------ Supplied entries ------

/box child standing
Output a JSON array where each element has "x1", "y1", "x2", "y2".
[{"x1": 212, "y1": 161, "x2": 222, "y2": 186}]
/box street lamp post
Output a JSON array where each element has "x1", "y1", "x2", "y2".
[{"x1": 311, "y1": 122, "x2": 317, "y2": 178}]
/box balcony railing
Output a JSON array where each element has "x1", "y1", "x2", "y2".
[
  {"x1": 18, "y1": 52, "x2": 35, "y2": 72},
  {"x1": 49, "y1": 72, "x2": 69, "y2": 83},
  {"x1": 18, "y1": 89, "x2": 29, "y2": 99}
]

------

■ **Description of the task**
Repeat each entry above exactly as shown.

■ **Your response**
/box child standing
Output a JSON array where each element has "x1", "y1", "x2", "y2".
[{"x1": 212, "y1": 161, "x2": 222, "y2": 186}]
/box street lamp post
Output a JSON array where each element has "x1", "y1", "x2", "y2".
[{"x1": 311, "y1": 122, "x2": 317, "y2": 178}]
/box balcony railing
Output a JSON array where each element has "x1", "y1", "x2", "y2".
[
  {"x1": 18, "y1": 52, "x2": 35, "y2": 72},
  {"x1": 49, "y1": 72, "x2": 69, "y2": 83},
  {"x1": 18, "y1": 89, "x2": 29, "y2": 99}
]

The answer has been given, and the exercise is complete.